▶ WHAT IS REQUIRED
List every line of the following entries that contains the string "below". The match is case-sensitive.

Location identification entries:
□ □ □
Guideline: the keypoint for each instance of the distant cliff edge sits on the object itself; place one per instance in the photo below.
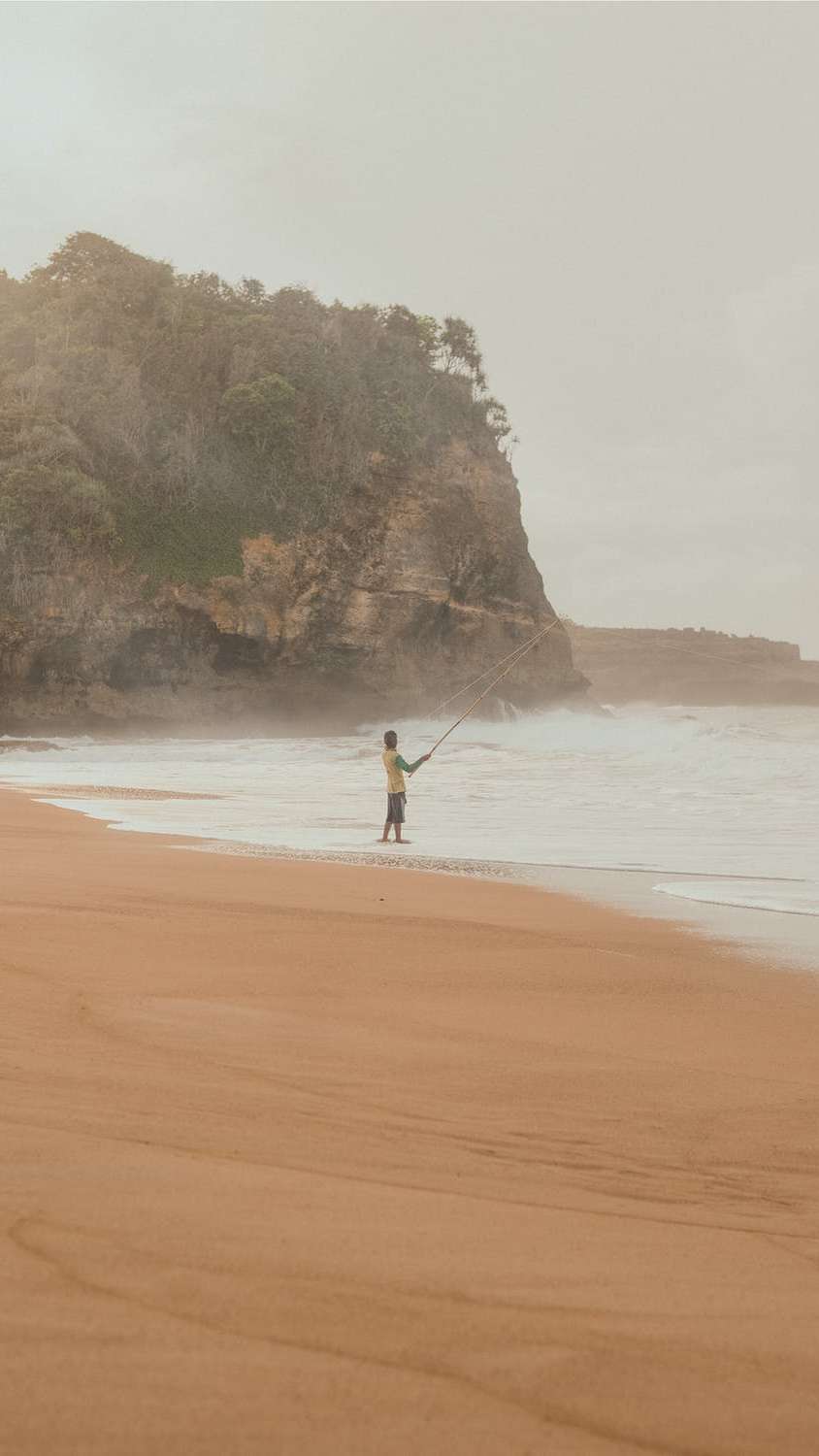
(688, 666)
(224, 506)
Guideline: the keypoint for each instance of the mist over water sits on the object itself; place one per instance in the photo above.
(717, 804)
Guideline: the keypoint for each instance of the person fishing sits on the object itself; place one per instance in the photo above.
(396, 783)
(396, 766)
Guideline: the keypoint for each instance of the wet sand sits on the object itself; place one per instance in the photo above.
(325, 1159)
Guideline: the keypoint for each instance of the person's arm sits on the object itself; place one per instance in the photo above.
(410, 768)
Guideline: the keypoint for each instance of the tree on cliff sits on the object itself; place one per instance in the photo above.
(160, 416)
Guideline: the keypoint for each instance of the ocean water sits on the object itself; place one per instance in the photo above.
(713, 807)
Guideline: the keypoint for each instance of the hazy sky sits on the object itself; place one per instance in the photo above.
(621, 198)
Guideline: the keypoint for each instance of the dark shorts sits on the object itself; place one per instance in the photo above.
(396, 806)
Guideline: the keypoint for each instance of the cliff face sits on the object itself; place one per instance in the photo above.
(422, 582)
(685, 666)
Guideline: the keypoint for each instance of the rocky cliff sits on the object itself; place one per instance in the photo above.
(422, 582)
(226, 504)
(687, 666)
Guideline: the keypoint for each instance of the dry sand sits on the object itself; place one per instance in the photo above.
(348, 1162)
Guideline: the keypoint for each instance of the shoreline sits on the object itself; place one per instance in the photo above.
(758, 931)
(320, 1159)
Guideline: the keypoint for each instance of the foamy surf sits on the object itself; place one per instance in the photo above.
(763, 896)
(711, 807)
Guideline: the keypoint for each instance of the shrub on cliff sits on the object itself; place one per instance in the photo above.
(160, 416)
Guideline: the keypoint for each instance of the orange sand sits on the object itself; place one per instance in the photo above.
(355, 1162)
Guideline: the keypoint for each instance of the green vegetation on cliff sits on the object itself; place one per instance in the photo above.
(157, 418)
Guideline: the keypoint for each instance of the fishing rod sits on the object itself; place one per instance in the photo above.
(501, 676)
(518, 651)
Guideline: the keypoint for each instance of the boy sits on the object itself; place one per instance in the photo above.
(396, 786)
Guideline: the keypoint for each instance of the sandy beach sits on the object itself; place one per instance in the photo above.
(311, 1159)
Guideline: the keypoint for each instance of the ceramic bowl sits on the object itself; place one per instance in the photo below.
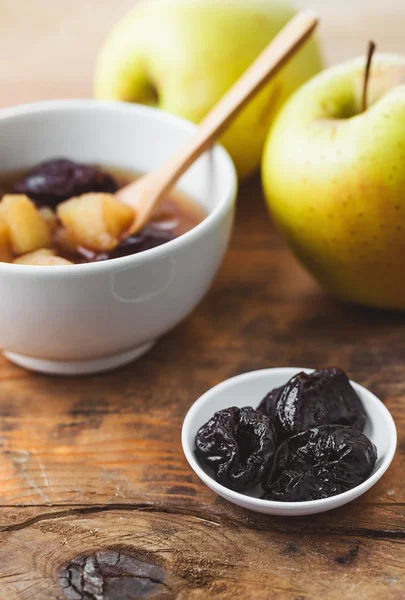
□ □ □
▶ COMPLETED TASK
Guideline: the keypoint for each instance of the distant cliff edge sits on the object itself; place one per instance in the photo below.
Guideline: the keypoint for each instance of the ceramic bowl sits on the object itself; place one per instance in the photo below.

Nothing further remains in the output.